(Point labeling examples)
^^^^

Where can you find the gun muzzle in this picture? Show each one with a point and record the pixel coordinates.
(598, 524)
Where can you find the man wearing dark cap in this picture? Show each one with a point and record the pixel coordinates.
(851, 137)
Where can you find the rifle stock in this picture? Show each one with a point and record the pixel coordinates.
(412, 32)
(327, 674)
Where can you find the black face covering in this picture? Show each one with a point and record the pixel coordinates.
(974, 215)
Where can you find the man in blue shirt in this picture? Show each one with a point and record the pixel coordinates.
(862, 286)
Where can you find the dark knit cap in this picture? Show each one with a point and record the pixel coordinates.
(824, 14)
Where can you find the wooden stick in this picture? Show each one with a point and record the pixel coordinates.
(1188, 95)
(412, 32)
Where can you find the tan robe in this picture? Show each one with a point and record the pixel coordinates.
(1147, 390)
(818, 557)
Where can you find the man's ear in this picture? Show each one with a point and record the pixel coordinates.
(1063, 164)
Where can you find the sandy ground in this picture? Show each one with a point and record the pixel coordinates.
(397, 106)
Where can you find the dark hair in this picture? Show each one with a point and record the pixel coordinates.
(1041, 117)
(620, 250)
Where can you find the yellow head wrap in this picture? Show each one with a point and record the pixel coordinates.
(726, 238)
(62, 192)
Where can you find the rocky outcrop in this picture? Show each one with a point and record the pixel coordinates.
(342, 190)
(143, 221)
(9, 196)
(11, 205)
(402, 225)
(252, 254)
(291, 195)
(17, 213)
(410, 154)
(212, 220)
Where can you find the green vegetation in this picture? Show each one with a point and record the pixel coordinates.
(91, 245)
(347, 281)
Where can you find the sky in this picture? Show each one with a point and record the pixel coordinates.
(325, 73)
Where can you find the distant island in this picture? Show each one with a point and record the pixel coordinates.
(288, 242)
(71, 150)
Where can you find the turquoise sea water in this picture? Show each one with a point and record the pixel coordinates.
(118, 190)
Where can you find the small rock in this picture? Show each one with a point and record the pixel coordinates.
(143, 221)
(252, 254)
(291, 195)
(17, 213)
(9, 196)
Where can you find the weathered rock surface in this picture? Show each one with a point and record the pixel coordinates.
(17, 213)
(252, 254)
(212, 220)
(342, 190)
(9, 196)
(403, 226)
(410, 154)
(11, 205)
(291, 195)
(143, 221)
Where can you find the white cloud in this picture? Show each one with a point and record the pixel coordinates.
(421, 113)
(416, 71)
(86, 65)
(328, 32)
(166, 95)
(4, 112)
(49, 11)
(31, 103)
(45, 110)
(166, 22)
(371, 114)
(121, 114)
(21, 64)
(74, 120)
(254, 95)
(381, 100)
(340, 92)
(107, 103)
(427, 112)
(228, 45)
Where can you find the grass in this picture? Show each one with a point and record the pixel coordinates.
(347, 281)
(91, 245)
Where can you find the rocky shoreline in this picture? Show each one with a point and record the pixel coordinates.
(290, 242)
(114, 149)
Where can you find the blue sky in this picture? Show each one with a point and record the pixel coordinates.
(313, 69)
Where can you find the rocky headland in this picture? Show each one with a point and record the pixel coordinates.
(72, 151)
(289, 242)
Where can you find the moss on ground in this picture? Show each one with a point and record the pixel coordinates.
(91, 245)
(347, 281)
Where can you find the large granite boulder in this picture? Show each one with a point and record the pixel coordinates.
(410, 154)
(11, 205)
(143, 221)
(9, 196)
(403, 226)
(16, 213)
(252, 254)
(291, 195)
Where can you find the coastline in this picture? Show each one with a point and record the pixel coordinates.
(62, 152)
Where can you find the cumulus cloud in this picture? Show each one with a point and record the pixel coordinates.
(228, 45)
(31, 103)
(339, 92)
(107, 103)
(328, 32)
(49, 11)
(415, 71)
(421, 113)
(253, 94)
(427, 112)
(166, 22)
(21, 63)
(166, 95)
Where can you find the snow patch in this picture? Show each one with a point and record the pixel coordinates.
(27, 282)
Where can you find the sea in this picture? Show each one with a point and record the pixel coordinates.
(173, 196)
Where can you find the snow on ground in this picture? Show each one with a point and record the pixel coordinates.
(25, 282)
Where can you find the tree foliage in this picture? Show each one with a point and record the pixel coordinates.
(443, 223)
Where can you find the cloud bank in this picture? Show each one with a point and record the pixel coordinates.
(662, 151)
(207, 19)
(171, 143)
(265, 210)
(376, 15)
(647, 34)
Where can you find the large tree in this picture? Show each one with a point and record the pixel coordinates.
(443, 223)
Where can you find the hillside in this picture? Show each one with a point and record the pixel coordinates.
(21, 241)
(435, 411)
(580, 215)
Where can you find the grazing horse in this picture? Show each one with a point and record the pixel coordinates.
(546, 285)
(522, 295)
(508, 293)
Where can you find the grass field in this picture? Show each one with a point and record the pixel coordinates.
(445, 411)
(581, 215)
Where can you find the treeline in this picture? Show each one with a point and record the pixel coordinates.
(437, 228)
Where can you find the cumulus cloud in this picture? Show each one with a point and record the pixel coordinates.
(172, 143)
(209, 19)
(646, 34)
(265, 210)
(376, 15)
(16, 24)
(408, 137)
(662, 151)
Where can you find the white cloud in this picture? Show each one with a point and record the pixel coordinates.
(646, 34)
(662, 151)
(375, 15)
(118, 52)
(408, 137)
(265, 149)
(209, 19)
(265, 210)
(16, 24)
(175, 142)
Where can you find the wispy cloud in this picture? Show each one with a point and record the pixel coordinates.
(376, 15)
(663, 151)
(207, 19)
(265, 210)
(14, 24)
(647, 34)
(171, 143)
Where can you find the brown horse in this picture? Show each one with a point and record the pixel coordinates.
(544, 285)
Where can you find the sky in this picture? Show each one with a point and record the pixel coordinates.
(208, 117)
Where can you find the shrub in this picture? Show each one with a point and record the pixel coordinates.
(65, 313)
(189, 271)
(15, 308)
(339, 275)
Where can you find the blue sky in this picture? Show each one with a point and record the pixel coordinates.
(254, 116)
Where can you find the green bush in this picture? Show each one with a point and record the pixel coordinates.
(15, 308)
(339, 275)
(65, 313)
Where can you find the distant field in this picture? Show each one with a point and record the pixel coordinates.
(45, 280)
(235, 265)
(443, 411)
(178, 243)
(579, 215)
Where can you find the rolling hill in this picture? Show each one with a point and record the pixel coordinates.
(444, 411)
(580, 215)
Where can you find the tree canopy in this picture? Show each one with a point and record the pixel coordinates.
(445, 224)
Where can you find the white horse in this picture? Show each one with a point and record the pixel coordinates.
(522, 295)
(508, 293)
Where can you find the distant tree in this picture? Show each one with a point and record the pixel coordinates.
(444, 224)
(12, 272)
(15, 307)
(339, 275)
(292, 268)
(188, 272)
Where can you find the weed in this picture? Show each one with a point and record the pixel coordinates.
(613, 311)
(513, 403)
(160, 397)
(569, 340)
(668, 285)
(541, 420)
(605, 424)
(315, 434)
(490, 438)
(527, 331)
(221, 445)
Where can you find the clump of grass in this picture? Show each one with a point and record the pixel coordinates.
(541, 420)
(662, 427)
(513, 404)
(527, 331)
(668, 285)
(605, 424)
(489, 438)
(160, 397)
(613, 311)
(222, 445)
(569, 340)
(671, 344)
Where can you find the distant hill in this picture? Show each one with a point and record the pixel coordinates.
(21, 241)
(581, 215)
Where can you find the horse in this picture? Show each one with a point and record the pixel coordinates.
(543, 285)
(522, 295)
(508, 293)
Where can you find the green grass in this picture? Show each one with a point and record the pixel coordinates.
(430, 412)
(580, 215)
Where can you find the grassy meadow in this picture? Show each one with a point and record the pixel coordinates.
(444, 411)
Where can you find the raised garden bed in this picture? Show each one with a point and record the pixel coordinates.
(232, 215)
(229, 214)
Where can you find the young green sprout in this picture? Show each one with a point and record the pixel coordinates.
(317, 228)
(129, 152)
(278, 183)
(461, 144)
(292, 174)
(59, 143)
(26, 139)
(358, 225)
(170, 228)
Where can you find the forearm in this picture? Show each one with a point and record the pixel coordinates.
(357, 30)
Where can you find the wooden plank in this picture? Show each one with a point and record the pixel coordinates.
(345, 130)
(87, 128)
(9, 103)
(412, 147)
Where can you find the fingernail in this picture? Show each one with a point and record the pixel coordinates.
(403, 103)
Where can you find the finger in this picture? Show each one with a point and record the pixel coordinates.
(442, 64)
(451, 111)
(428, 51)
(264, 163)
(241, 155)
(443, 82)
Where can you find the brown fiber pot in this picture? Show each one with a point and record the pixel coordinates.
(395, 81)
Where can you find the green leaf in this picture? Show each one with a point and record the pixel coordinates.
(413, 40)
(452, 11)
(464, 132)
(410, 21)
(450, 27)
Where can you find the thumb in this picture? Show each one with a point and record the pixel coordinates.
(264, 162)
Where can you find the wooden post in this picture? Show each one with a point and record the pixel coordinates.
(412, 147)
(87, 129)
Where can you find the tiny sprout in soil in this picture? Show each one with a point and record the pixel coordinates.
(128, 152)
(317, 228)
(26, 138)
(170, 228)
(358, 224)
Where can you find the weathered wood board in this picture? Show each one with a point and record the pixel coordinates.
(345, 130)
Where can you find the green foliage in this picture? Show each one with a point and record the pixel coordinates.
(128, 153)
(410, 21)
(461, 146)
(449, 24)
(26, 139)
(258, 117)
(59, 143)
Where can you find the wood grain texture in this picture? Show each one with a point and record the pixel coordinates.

^^^^

TO DO: Take the line holding "Where can you find the wooden plank" and all lines after it through the end of the data, and set them down exactly.

EXERCISE OUTPUT:
Where can you find the wooden plank in this picture? Show each one with a point and record the pixel coordinates.
(345, 130)
(87, 128)
(9, 103)
(412, 147)
Where can you find the fingernail in this picture? Show each one with a point and record the pixel coordinates.
(403, 103)
Where can you find the finger in this picture? Show each one with a point and record the pixel coordinates.
(442, 64)
(451, 111)
(428, 51)
(264, 163)
(241, 155)
(443, 82)
Where can you find the brown fiber pot in this picture? Show each one with a point and record the pixel coordinates.
(395, 81)
Where can you find the green leaf in this picture? Show each one with a point and record the pixel coordinates.
(413, 40)
(452, 11)
(464, 132)
(410, 21)
(450, 27)
Where can you find the thumb in this picture? Show each one with a point and record the pixel coordinates.
(264, 162)
Where can you find the wooden post in this picture? Show each one with a point and record the pixel coordinates.
(412, 147)
(87, 129)
Where can you find the tiny sprout in soil in this picture? Show each one with a point and record the pixel coordinates.
(128, 152)
(317, 228)
(26, 138)
(170, 228)
(358, 224)
Where can you find the weathered wood board in this picture? Show each one with a point and record the pixel coordinates.
(345, 130)
Where can you find the green foliage in this picture? Show each one with a point and record the pixel coordinates.
(128, 153)
(410, 21)
(461, 146)
(449, 24)
(26, 139)
(258, 117)
(59, 143)
Where can you find the wood grain texture in this picture? Show each one with a point and record the pixel coordinates.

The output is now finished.